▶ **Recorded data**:
-- BEGIN --
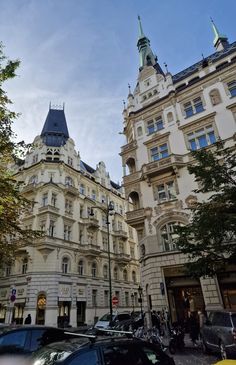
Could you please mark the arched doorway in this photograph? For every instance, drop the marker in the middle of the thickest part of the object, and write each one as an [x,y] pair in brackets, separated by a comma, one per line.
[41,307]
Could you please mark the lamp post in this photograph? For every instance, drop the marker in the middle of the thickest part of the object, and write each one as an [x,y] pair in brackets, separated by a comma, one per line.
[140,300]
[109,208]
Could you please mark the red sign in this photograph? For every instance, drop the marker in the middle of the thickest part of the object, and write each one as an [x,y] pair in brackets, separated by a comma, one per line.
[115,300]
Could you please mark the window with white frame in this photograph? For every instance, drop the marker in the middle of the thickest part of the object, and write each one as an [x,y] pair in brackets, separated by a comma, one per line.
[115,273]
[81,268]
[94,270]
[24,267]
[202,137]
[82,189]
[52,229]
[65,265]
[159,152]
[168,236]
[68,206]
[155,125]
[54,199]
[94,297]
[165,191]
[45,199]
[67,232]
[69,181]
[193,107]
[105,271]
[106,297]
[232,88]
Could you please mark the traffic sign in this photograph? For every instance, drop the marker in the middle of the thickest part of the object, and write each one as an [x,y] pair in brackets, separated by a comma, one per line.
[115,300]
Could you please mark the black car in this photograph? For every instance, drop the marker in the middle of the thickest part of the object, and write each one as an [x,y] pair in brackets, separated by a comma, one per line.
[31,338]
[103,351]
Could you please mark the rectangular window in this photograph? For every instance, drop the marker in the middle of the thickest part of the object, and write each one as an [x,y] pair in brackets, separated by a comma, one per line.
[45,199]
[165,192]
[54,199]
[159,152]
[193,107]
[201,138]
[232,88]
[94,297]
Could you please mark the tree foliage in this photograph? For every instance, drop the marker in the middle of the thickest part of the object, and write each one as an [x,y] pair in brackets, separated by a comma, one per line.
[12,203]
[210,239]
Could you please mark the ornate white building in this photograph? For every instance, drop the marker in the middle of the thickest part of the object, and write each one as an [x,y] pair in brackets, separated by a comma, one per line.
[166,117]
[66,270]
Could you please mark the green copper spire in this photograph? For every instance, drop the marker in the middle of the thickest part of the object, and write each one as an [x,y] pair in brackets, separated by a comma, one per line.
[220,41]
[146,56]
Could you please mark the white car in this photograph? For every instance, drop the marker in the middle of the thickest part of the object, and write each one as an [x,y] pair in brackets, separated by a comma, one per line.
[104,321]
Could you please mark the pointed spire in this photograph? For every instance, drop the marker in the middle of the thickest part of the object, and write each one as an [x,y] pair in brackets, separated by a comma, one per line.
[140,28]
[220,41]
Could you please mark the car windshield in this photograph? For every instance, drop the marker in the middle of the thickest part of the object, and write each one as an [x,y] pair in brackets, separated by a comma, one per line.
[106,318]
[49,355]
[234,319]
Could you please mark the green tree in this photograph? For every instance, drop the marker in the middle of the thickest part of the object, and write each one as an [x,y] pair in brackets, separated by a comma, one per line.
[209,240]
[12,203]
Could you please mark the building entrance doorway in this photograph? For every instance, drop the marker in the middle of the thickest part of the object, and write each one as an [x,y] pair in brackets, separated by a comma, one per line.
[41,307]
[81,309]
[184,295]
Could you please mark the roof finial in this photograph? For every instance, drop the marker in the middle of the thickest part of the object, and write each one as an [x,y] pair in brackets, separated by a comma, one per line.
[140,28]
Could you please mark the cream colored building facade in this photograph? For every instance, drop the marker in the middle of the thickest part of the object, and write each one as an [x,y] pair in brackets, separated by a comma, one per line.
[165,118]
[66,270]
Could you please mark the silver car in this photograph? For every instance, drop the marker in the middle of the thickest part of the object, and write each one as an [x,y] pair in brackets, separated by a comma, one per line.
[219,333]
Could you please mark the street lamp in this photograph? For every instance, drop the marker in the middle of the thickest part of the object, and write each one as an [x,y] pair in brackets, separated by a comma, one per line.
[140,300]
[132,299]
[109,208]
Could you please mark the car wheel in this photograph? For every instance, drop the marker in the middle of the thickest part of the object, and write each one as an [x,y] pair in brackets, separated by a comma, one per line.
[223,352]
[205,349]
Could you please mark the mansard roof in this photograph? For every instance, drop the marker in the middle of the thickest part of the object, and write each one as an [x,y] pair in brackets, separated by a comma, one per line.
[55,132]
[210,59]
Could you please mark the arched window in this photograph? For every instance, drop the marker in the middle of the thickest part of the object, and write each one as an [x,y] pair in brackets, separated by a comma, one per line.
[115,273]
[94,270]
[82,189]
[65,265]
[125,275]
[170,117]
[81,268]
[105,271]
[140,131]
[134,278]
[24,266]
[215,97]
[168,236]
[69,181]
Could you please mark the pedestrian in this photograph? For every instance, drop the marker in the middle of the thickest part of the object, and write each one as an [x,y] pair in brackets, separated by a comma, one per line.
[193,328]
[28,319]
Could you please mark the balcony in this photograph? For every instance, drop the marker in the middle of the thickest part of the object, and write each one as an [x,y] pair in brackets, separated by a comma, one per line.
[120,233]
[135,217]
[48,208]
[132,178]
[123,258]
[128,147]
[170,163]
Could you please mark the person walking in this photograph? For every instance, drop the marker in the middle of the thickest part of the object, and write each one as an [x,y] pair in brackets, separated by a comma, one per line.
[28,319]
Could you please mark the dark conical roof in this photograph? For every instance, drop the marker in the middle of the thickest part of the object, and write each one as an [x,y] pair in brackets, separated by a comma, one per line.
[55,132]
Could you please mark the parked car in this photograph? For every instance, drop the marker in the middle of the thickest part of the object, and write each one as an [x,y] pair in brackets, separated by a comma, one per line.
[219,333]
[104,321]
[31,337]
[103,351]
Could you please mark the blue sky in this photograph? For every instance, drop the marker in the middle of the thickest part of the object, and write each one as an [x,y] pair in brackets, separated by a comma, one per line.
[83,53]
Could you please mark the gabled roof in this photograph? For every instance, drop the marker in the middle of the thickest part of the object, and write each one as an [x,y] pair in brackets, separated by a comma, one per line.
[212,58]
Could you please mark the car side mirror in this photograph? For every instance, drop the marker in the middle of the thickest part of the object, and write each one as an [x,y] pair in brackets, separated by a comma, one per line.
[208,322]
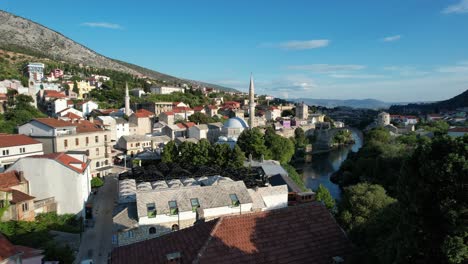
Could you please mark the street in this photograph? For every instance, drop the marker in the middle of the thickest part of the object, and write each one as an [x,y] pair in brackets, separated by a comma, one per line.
-- END --
▶ **Short problem**: The entries above should be reproduced exactly, without their pictures.

▶ **Reply**:
Could you please mark the arched doorway in this photograph? For every instance, drop the marker in the middle of the thickest part of the object, and write each one as an [x,y] pair in brackets, separated by a comma, one per line.
[41,307]
Could you please mark the lamp post in this photograph? For every instance, drop the marker in the middle of the thickest part of the object, and write each one as an [x,y] pair in brackets, separated by a comma, one per line.
[140,300]
[109,208]
Could you please mark the red sign in this photograph? For every instance, drop the marker in the middle of the thickest part of the object, and write each one as an [x,y] pair in brackets, separated by a comma, one per line.
[115,300]
Could you please mark the window with white frame in this photograph? For every instance, drop the marker in the middle of the thickest part of the object, and write each one as an [x,y] pair in brackets, separated by a comma, one per line.
[115,273]
[81,268]
[94,270]
[24,267]
[202,137]
[82,189]
[52,229]
[65,265]
[159,152]
[168,236]
[68,206]
[155,125]
[54,199]
[94,297]
[165,191]
[45,199]
[67,232]
[69,181]
[193,107]
[105,271]
[106,297]
[232,88]
Could you please mark the traffic sign in this photograph? For every instance, drop the marker in the middle of the thickest part of the object, and write each one as an [x,y] pair in brackets, separated by a comma, one per line.
[115,300]
Could you please mark the black car in this photograph? For every instance, drop the marker in the middle of the thickest part of the object, and write each one as an [x,y] pair in brackets, separated by a comma, one per line.
[31,338]
[103,351]
Could you please mark the rectangular window in this photograph? For every instance, drop the marker in the middle of the thickest part of the object, and write each one as an [x,y] pair in brackets, separated by a comma, one per line.
[45,199]
[165,192]
[54,199]
[159,152]
[193,107]
[201,138]
[232,88]
[94,297]
Could you please mark the tree foliage in this photograph? For every instance, drop the marker in the middle of the thickest part of the object, and write each one as an [x,y] pair in brackets, separated by a comma, one per line.
[12,203]
[210,239]
Could you please mark the ornate white building in this photograph? For every instance, drop the marker in the middle of the thickest part of the object, and write each one as an [x,y] pair in brackets, separated by a comma, one per line.
[166,117]
[66,270]
Could you please mark the green copper spire in this photograph? For every instance, drop the marker in the middle of the thickest part of the object, and write each one as an [x,y] pair in brackets, separated by a comma, one per line.
[220,41]
[146,56]
Could you please mark the white car in this photograph? For every instance, drop the marker in the middle of the thickest part of the object, and write each one as an [x,y] pair in brackets, separated by a comma, one per line.
[104,321]
Could you please mark the pointed spire in this photograph? For every instance, drop the marker in the middle of the thickest part of the object, and write each one as an [x,y] pair in brackets, separated by a comma, one per line.
[140,28]
[220,41]
Could you please mark the car windshield in this photograph? For every instance, drop the marker in the middle of the thickest part of the object, and write each one as an [x,y] pair in brackets, separated by a comma, one per line.
[106,318]
[49,355]
[234,319]
Could you please mark the green tree in this photograph? For every instance, drop the marker in the middle of the thickest part of the object, and write each one as an [x,y] pair in brackets, separated by a comma, one per line.
[209,240]
[12,203]
Could you please mark the building entrance doorway in this photograph? For every instance, drop the marker in the middle of the thickest part of the object, and write each one as an [x,y] pair in brackets, separated by a comma, one per line.
[41,307]
[81,309]
[184,295]
Could you please mark the roof finial in this photograph? For every instance, drop the marker in the middle of the thickest part of the object, and write each one as an [x,y] pair in brackets, separated by a comma, one per line.
[140,28]
Could you please mark the cream colored building facade in this photograph? For every instance, drop the marker in the middle of the thickest part of the object, and write each one as an [x,y] pair in brackets, separated by a comma, one per line.
[165,118]
[66,270]
Could you please mark the silver car in this photograph? For every instance, drop the marker in the middle of the thickest part of the object, and write each one as an [x,y] pair in brackets, separated by a comma, one per line.
[219,333]
Could you please mark the street lamp in this photograph? For every instance, drop the marker in the middle of the thickest part of the object, and write each one as an [x,y] pair in brackets, separated by a comma, one per line.
[140,300]
[132,299]
[109,208]
Could you please mark the car wheel in this photograph? For every instance, drop the marker in the middle of the thickest part of the object, and write each one as an [x,y] pair in brackets, separated by a comma, one per line.
[223,352]
[205,349]
Could you please mark the mansard roof in this photograph? For every instance, drop the marker in the middle of the thickest part of the object, and write each one as an [x,y] pair in brackets, separated by a comma, one per line.
[55,132]
[210,59]
Could you please mark the arched window in this photograph? For every instance, drop the marker in the middle of the thickest part of the object, and write each one as an [x,y] pair in brackets, separated by a comma, one per line.
[115,273]
[94,270]
[82,189]
[65,265]
[125,275]
[170,117]
[81,268]
[105,271]
[140,131]
[134,278]
[24,266]
[215,97]
[168,236]
[69,181]
Could you please mark the pedestrian in this photograph? For every instance, drop the marker in the middle of the thickest part of the object, and write each one as an [x,y] pair in brackets, separated by a comma, one per line.
[193,328]
[28,319]
Could you please mark the balcony in this photograph? For every instance, drop the marker in the middle of the thickest part of the object, and write each one as an [x,y] pair in brackets, separated by a comma, one per line.
[120,233]
[135,217]
[48,208]
[132,178]
[123,258]
[128,147]
[170,163]
Could you please mark the person walking in this photograph? For every instance, drop the marker in the middle of the thickest part of the object, and write each one as an [x,y] pair in brackets, separated by a comma, one per line.
[28,319]
Could you please mark the dark conical roof in this photograph? For every instance, drop the marker in the middle of the thickest part of the object, and write each one as an [x,y] pair in brackets, separated by a comma, one per line.
[55,132]
Could you please mark the parked car in this photograph? For every instance, drop the marker in the middle of the thickest part of the object, and write each one as an [x,y] pair in brackets, separated by a comma, one per line.
[219,333]
[104,321]
[31,337]
[103,351]
Could you please mark the blue sky in this photograph? For every instance, drop the marker in the middle of the thickest part of the object, and write each one as an [x,y] pair in brackets, separated by a comma, one per line.
[83,53]
Could you please mark the gabled roof in this photograph? For every instance, drop the marker in the middle of the thickest part of the object, and write each one as an [x,y] pair in brackets, separated by a comma, one per line.
[212,58]
Could you please mark the car side mirror in this photograph? For every instance, drop the marker in the middle of the thickest part of the object, and write each one as an [x,y] pair in brackets, separated by a comma, one per line.
[208,322]
Could you please mark the street in this photograph? For every instance, drop the marker in the middle of the thickest part of the object, and write each one as an [x,y] pair in brackets, separated by a comma, one per line.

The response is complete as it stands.